Given information:

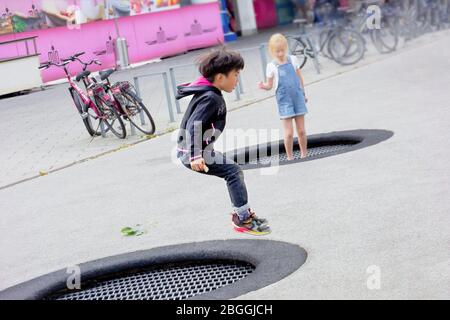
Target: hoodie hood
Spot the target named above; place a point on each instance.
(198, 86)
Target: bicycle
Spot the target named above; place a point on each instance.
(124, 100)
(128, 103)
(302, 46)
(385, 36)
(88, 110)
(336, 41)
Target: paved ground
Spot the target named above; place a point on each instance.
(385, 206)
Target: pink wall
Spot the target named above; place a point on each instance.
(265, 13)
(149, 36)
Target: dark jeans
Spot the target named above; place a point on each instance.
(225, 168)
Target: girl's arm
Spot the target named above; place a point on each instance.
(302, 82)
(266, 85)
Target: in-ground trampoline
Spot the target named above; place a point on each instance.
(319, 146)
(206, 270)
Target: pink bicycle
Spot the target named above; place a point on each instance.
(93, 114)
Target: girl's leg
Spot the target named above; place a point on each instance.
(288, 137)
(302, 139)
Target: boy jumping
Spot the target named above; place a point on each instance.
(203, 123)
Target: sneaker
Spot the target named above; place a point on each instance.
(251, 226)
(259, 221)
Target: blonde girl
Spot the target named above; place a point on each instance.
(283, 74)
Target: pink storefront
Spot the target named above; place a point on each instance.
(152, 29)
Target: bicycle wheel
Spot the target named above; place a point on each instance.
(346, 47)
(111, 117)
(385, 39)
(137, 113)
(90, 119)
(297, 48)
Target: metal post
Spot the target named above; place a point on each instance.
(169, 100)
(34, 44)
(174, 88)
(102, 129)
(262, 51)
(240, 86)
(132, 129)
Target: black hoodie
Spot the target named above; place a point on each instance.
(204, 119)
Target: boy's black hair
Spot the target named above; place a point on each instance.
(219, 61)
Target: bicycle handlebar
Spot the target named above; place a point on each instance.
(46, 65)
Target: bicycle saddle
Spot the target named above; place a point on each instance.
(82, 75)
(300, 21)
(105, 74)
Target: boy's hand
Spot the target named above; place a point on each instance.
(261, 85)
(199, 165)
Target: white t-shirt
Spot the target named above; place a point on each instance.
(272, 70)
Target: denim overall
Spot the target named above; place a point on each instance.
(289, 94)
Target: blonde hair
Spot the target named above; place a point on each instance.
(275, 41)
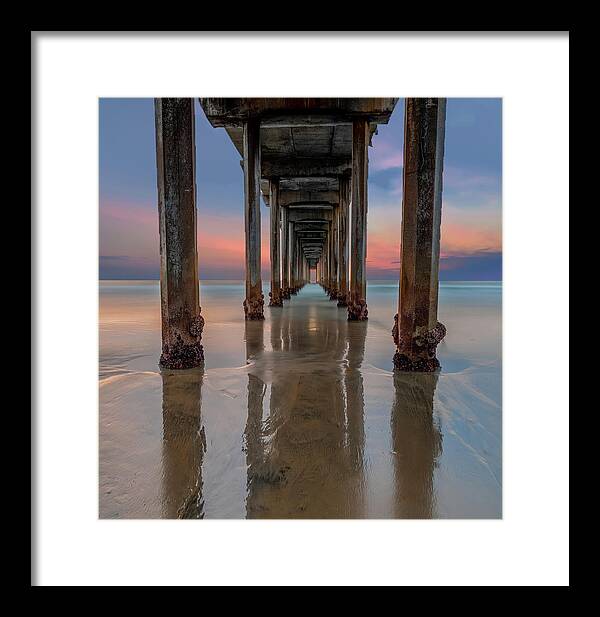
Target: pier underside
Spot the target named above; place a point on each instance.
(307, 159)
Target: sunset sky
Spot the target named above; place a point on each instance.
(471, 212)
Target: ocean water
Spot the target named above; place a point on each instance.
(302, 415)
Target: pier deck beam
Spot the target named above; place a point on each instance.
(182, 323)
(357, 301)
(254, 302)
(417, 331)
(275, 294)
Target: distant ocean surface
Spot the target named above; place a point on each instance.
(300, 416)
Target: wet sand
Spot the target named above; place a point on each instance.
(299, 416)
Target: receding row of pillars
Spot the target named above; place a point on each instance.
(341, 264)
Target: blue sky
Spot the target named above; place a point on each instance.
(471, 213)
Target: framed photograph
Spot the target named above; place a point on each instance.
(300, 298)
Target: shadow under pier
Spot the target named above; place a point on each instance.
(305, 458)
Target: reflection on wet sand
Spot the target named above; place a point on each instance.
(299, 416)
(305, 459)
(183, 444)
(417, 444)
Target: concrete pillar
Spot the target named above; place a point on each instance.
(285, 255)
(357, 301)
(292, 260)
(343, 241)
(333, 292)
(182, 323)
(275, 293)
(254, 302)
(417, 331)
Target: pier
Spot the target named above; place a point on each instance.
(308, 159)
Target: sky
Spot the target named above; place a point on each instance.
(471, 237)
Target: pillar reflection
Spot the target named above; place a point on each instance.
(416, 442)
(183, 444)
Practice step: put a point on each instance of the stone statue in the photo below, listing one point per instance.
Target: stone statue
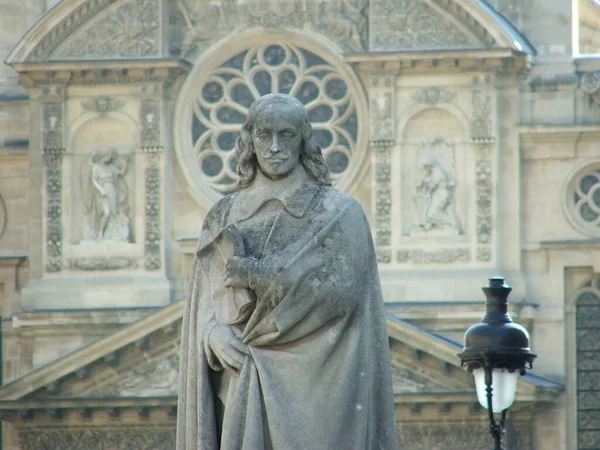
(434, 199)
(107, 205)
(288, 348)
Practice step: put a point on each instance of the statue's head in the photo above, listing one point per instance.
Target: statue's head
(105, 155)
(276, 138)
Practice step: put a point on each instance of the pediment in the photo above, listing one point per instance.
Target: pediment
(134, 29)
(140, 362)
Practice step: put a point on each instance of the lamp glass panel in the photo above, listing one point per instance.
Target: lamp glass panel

What you should do: Return every line from the entries that holds the string "Practice".

Completed exercise:
Practice step: put a point on each instance of the stone statue in the photo below, listing one point per instance.
Practice step: put a point on each instance of the statue's head in the photo above, listing one point per instance.
Practice step: put a point on each instance of the pediment in the photo above, listing one point per instance.
Practice step: put a point on each instance of the lamp glass panel in the photo above, listing one point per instance.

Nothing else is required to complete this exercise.